▸ **WHAT IS BEING ASKED**:
Omitting all pictures, copy word for word the lines from the line containing "Would you mind marking the groom's short" through the final line of the entries.

— begin —

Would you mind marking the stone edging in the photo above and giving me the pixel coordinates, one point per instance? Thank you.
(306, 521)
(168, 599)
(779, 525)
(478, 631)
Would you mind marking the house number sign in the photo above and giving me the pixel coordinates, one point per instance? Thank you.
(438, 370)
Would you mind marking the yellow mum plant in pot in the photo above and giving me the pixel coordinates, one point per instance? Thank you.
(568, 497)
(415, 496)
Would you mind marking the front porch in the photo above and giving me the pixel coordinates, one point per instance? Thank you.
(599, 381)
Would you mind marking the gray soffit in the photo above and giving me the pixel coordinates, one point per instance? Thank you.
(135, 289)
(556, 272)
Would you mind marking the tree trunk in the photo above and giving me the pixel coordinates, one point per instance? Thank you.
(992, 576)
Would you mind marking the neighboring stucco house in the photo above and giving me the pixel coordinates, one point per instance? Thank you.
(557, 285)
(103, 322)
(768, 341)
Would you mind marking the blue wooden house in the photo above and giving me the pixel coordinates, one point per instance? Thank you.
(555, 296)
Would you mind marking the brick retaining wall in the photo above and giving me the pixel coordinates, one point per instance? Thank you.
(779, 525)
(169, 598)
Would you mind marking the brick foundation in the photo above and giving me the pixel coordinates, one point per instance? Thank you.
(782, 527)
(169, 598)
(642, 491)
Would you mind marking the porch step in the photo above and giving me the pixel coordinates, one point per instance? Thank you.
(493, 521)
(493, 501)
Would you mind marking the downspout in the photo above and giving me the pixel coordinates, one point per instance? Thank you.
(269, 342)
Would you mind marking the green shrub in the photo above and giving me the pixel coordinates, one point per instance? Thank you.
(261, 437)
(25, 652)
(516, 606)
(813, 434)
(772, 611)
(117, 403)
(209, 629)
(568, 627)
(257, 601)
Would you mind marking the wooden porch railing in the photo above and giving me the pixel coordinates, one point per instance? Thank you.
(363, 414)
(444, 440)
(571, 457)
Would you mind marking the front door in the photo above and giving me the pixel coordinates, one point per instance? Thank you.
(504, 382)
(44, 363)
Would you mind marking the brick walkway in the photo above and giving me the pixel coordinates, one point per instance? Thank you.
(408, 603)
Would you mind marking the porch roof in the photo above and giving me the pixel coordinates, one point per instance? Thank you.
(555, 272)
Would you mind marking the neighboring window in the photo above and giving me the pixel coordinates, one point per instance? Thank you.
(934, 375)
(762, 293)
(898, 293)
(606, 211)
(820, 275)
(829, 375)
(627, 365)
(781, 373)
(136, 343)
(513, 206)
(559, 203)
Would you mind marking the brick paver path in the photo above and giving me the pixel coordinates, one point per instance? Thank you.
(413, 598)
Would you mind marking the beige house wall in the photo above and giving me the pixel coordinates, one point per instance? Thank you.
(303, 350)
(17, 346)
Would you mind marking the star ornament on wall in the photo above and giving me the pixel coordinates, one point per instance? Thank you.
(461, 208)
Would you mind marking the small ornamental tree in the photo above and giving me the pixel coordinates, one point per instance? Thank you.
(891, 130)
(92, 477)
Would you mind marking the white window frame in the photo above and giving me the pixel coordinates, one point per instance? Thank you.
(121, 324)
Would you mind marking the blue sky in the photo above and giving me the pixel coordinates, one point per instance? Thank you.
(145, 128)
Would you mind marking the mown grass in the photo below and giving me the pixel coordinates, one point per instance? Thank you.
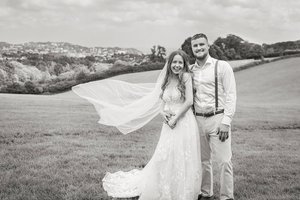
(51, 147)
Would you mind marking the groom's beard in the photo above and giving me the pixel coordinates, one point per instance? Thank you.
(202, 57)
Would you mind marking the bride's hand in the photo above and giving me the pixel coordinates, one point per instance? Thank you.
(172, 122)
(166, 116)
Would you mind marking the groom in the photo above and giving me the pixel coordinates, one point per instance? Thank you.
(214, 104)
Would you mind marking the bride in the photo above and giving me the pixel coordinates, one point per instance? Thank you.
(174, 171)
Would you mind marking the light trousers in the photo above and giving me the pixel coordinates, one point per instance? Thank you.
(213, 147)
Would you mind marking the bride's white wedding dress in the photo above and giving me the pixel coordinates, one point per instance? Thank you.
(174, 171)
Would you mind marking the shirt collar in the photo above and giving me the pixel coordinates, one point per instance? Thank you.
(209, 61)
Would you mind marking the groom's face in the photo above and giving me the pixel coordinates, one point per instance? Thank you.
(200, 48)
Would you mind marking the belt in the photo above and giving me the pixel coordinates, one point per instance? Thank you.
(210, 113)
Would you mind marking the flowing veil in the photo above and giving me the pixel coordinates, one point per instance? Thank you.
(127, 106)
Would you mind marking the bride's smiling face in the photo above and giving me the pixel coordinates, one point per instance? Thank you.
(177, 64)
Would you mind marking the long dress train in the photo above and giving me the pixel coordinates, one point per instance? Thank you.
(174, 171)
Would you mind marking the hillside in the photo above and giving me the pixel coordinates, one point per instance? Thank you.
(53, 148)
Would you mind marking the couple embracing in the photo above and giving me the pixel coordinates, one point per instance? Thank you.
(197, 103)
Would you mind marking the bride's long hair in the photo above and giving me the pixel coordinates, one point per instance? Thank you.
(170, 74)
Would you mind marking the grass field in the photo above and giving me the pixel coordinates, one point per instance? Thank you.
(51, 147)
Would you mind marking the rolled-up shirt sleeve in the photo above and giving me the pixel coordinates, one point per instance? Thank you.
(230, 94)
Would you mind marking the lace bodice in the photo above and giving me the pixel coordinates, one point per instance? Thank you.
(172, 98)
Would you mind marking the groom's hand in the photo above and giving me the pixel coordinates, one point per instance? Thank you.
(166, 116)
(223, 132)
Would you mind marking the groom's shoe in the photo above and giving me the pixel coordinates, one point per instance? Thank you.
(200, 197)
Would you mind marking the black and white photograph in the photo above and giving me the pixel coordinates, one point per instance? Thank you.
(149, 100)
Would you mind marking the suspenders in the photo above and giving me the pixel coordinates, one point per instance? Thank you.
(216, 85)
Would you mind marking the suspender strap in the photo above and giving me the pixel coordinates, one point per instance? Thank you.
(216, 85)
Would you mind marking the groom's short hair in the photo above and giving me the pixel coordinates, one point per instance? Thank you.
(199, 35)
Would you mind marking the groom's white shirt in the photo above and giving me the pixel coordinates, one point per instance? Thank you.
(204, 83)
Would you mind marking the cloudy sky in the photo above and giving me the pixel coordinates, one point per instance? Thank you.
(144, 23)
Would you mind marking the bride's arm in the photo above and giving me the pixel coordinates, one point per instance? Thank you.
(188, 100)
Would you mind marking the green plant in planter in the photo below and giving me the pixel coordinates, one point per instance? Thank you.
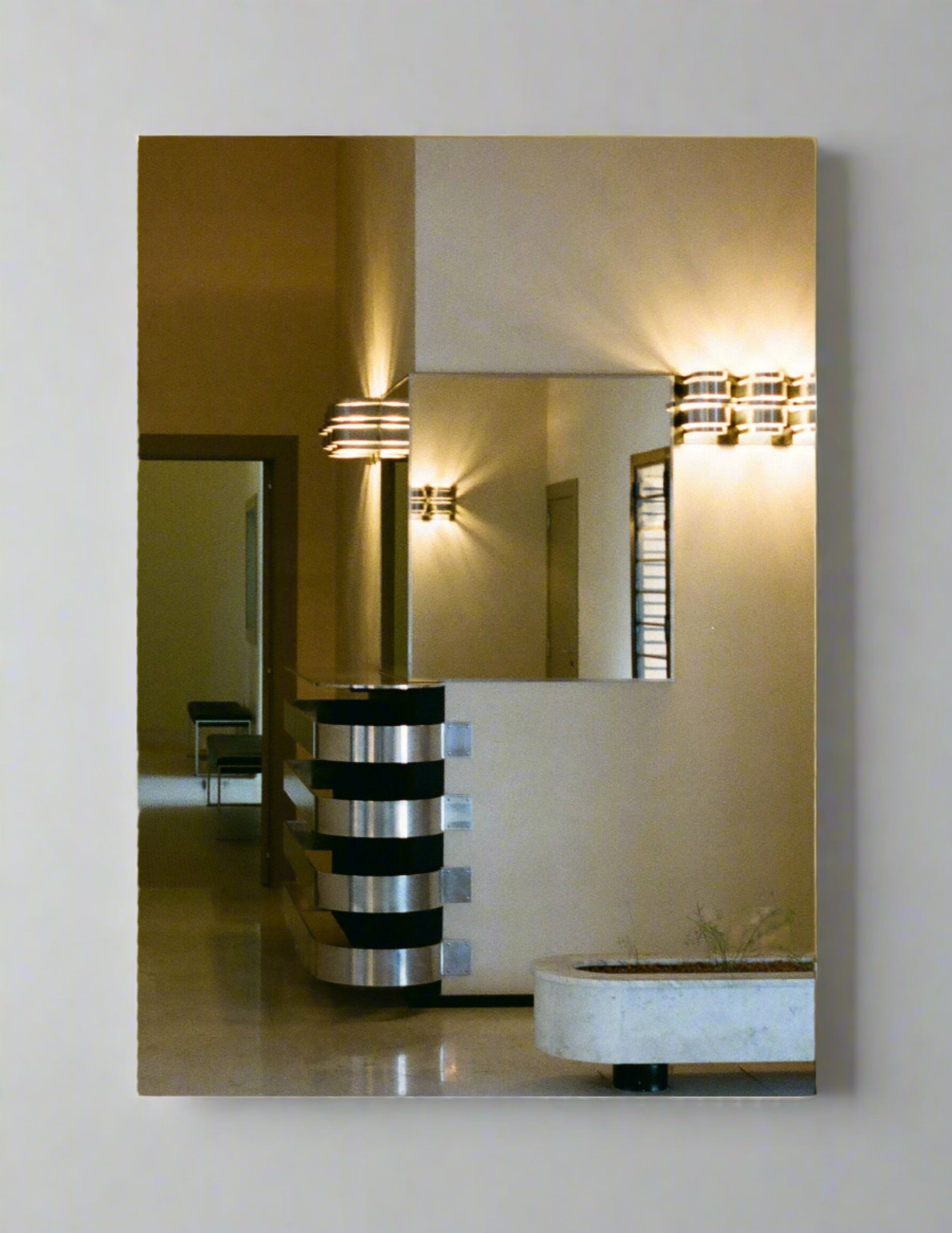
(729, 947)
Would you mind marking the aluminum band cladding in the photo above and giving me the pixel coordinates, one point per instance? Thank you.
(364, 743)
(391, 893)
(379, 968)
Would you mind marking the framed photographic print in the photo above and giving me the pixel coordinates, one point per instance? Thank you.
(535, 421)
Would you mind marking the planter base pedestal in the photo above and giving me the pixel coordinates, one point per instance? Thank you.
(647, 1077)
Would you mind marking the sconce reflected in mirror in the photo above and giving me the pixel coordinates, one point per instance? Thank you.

— end —

▸ **EXPECTED OUTPUT**:
Would you mind marking the groom's short hair in the photo above and giving me the pixel coordinates, one point per instance? Thank you.
(199, 35)
Would you mind marking the groom's white shirt in the photo above and giving me the pixel coordinates, one point per instance? Thank you.
(204, 83)
Would you mind marking the cloudy sky in the photo above and giving me the pixel coordinates, one point per instance? Thank you.
(144, 23)
Would you mind marking the bride's arm in the photo above and giving me the pixel coordinates, one point per instance? Thank you.
(188, 100)
Would you mind marking the green plant in planter in the photo below and giving me the pixel coordinates, one point per instance? Thank you.
(729, 947)
Would you mind marking the aluminum band cladding in the photo above and giving me the pixel coordinates, one point per instance? Thank you.
(364, 743)
(391, 893)
(379, 968)
Would you mind marking the framed photographic print in the photo above and giving me the pixel coordinates, one point per instance? Thank you.
(535, 421)
Would you mind marking the planter base pedestal in the photo above and giving me the pixel coordinates, one point per instance? Thank you.
(647, 1077)
Would you mind marking the sconce reflected in mirror in the photo above and giving me the pixel coordinates, one point per instance? Thank you.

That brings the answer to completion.